→ **TEXT SHOWN**

The #MeToo movement has brought long overdue attention to the systemic societal problems concerning workplace sexual harassment throughout the United States and the State of New Jersey. Most sexual harassment claims by a New Jersey employee are brought under the New Jersey Law Against Discrimination, a state statute. While a New Jersey employee or resident may also bring a claim of sexual harassment under the federal statute, Title VII, most New Jersey employment lawyers counsel clients to proceed with their sexual harassment claim under the New Jersey Law Against Discrimination (LAD). This blog outlines the various types of workplace sexual harassment claims brought under the New Jersey Law Against Discrimination.
In enacting New Jersey’s anti-discrimination law, the state legislature expressly declared “discrimination threatens not only the rights and proper privileges of the inhabitants of the State but menaces the institutions and foundation of a democratic State.” N.J.S.A.10:5-3. New Jersey courts interpreting the LAD have long and consistently recognized that employers are best situated to avoid or eliminate impermissible, pernicious employment practices relating to sexual harassment, to implement corrective measures to stop future sexual harassment, and to adopt and enforce employment policies that will serve to achieve the salutary purposes of the legislative mandate to end workplace discrimination. New Jersey courts consistently remind us that the overarching goal of the New Jersey Law Against Discrimination is nothing less than the eradication of the cancer of discrimination.
There are different claims of sexual harassment that are actionable against an employer. These include claims of hostile work environment, quid pro quo sexual harassment, and sexual harassment retaliation.

→ **DESCRIPTION OF THE TASK**
Answer these questions from the text on New Jersey sexual harassment law.
(a) Under which state statute are most sexual harassment claims by New Jersey employees brought?
(b) What do New Jersey courts call the overarching goal of that statute?
(c) Which three types of sexual harassment claims against an employer does the text list?

→ **DATA SUPPLIED**
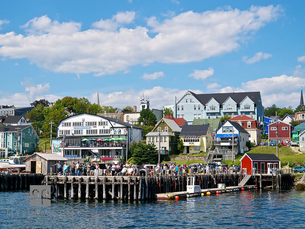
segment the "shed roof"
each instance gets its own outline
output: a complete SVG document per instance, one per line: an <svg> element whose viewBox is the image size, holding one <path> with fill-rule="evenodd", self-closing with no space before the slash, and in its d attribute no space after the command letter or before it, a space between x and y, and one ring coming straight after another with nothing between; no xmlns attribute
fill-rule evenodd
<svg viewBox="0 0 305 229"><path fill-rule="evenodd" d="M275 154L249 154L248 153L245 154L239 161L241 161L246 155L252 161L281 161L281 160Z"/></svg>

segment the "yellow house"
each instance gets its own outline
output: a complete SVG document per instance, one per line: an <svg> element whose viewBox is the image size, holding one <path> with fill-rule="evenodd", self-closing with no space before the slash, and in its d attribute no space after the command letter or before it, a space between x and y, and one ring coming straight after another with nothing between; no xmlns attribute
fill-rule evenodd
<svg viewBox="0 0 305 229"><path fill-rule="evenodd" d="M184 125L180 133L183 142L185 153L198 153L207 152L213 144L210 125Z"/></svg>

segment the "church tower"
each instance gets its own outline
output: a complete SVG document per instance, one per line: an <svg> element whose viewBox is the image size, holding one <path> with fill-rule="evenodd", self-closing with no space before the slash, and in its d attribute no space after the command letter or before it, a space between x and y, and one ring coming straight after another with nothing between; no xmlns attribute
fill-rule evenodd
<svg viewBox="0 0 305 229"><path fill-rule="evenodd" d="M144 98L144 93L143 93L143 97L141 97L140 100L140 111L146 109L147 108L149 109L149 98L148 99L146 97L146 99Z"/></svg>

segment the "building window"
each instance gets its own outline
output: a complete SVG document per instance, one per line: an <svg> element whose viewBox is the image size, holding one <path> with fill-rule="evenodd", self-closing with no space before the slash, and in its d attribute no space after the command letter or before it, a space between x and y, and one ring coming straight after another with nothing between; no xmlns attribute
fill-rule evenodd
<svg viewBox="0 0 305 229"><path fill-rule="evenodd" d="M62 126L71 126L71 122L63 122L61 124Z"/></svg>
<svg viewBox="0 0 305 229"><path fill-rule="evenodd" d="M76 122L72 123L73 126L84 126L84 122Z"/></svg>
<svg viewBox="0 0 305 229"><path fill-rule="evenodd" d="M233 110L233 105L231 104L229 104L227 105L227 110Z"/></svg>
<svg viewBox="0 0 305 229"><path fill-rule="evenodd" d="M244 109L245 110L249 110L250 108L250 105L249 104L247 104L244 105Z"/></svg>
<svg viewBox="0 0 305 229"><path fill-rule="evenodd" d="M97 129L86 129L86 133L87 134L97 134Z"/></svg>
<svg viewBox="0 0 305 229"><path fill-rule="evenodd" d="M86 126L92 126L96 125L96 122L86 122Z"/></svg>
<svg viewBox="0 0 305 229"><path fill-rule="evenodd" d="M215 105L211 105L210 107L210 111L216 111L216 106Z"/></svg>

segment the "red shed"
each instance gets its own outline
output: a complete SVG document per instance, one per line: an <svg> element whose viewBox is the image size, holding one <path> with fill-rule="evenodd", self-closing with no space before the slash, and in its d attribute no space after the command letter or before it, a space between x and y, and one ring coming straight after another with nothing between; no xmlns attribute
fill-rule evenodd
<svg viewBox="0 0 305 229"><path fill-rule="evenodd" d="M256 169L257 173L271 174L273 168L281 167L281 160L274 154L247 153L239 161L241 162L241 169L246 169L248 174L251 174L254 168Z"/></svg>
<svg viewBox="0 0 305 229"><path fill-rule="evenodd" d="M292 126L282 122L278 120L278 138L280 142L282 140L284 142L289 142L291 138ZM269 132L269 141L276 141L276 122L268 125Z"/></svg>

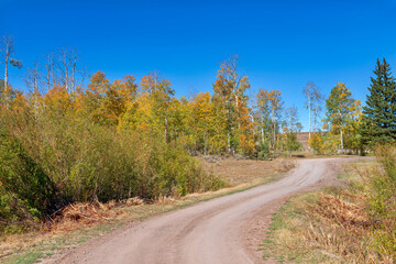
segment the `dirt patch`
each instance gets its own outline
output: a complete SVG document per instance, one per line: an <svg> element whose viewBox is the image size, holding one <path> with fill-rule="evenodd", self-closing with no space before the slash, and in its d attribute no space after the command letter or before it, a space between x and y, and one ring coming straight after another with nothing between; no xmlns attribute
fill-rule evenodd
<svg viewBox="0 0 396 264"><path fill-rule="evenodd" d="M234 157L201 157L204 168L221 175L231 186L270 182L295 166L294 160L273 161L238 160Z"/></svg>

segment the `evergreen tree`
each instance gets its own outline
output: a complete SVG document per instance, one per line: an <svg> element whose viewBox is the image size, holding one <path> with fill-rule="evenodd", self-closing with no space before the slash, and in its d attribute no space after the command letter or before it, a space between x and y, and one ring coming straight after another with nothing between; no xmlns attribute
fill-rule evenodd
<svg viewBox="0 0 396 264"><path fill-rule="evenodd" d="M396 84L391 66L377 59L375 78L371 78L361 128L363 144L391 142L396 139Z"/></svg>

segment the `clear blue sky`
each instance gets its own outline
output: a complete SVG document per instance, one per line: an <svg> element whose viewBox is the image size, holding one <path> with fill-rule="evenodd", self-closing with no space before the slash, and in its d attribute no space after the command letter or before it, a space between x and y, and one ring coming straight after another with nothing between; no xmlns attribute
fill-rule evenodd
<svg viewBox="0 0 396 264"><path fill-rule="evenodd" d="M158 70L178 97L211 91L218 63L239 54L251 94L279 89L307 130L307 81L326 95L343 81L364 101L376 58L396 65L395 12L392 0L0 0L0 35L14 36L25 66L75 47L91 73L102 70L112 80ZM25 68L10 73L20 89Z"/></svg>

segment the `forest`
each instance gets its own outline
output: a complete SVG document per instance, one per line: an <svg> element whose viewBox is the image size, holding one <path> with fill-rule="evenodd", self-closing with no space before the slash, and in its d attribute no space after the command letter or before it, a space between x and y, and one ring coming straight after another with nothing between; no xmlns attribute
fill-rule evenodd
<svg viewBox="0 0 396 264"><path fill-rule="evenodd" d="M1 232L34 228L76 201L184 196L227 185L197 156L268 160L302 148L299 109L278 89L250 98L238 55L219 64L211 92L176 98L172 80L157 72L109 80L102 72L89 75L70 48L22 65L12 36L1 41ZM13 87L9 67L26 68L26 88ZM328 98L312 81L300 88L309 152L364 155L394 142L389 64L378 59L374 75L365 107L343 82Z"/></svg>

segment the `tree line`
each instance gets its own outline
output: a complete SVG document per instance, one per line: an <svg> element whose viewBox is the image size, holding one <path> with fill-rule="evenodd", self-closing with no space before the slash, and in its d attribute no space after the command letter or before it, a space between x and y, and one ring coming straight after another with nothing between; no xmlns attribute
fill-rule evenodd
<svg viewBox="0 0 396 264"><path fill-rule="evenodd" d="M258 89L250 98L237 55L219 64L212 92L176 98L172 81L156 72L113 81L97 72L87 81L77 53L67 48L30 67L30 91L23 92L9 81L8 67L22 67L11 37L2 38L0 52L3 222L47 216L74 201L152 199L223 186L196 155L265 160L301 150L298 109L285 106L277 89ZM312 152L363 152L394 140L389 70L385 59L377 62L363 111L345 84L337 84L326 100L314 82L302 88Z"/></svg>

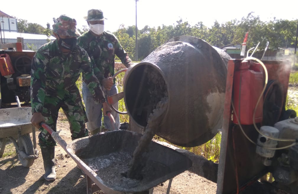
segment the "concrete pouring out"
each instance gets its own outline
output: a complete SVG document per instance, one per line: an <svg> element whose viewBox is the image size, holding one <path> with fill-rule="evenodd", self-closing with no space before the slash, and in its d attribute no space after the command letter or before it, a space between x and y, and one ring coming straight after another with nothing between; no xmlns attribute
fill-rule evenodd
<svg viewBox="0 0 298 194"><path fill-rule="evenodd" d="M129 162L130 168L127 173L127 177L136 179L142 179L141 171L147 160L146 148L152 139L156 129L162 121L162 115L167 107L168 99L163 98L158 103L153 113L150 114L148 124L145 128L145 131L139 142L138 147L134 152L132 159Z"/></svg>
<svg viewBox="0 0 298 194"><path fill-rule="evenodd" d="M146 83L148 86L148 91L150 97L149 104L146 107L144 106L144 103L142 103L140 107L136 108L142 110L142 112L147 111L147 125L138 146L134 152L133 157L129 163L130 167L127 174L128 177L138 179L143 178L141 172L145 165L148 158L146 156L146 148L156 134L167 108L168 99L165 83L160 74L156 73L156 71L152 71L150 69L152 67L148 66L144 71L144 74L148 78Z"/></svg>

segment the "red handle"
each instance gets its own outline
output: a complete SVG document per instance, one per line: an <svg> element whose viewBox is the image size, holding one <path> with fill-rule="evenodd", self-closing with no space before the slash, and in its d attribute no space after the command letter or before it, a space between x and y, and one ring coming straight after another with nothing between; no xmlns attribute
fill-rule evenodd
<svg viewBox="0 0 298 194"><path fill-rule="evenodd" d="M50 133L50 134L51 135L52 135L52 133L54 132L54 130L52 129L52 128L50 127L49 126L46 124L44 122L42 121L41 122L39 123L39 125L41 127L43 127L48 132Z"/></svg>
<svg viewBox="0 0 298 194"><path fill-rule="evenodd" d="M114 130L119 129L116 126L116 122L115 122L114 117L112 115L111 112L110 111L107 111L106 114L109 117L109 118L110 119L110 121L111 121L111 123L113 125L113 127L114 127Z"/></svg>

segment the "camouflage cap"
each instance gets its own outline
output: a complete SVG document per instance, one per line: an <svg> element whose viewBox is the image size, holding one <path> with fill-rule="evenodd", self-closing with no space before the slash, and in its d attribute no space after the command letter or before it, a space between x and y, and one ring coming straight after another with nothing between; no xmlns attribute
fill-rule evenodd
<svg viewBox="0 0 298 194"><path fill-rule="evenodd" d="M76 25L75 19L66 15L61 15L53 24L53 32L60 35L76 37L80 35L77 34Z"/></svg>
<svg viewBox="0 0 298 194"><path fill-rule="evenodd" d="M103 17L103 13L100 10L90 10L88 11L86 21L99 21L104 20L106 18Z"/></svg>

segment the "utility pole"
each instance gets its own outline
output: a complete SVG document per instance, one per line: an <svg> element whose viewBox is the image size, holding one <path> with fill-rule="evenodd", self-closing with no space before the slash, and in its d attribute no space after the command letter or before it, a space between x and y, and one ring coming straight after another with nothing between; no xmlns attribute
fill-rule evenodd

→ **RESULT BELOW**
(a) The New Jersey Law Against Discrimination (LAD).
(b) The eradication of the cancer of discrimination.
(c) Hostile work environment, quid pro quo sexual harassment, and sexual harassment retaliation.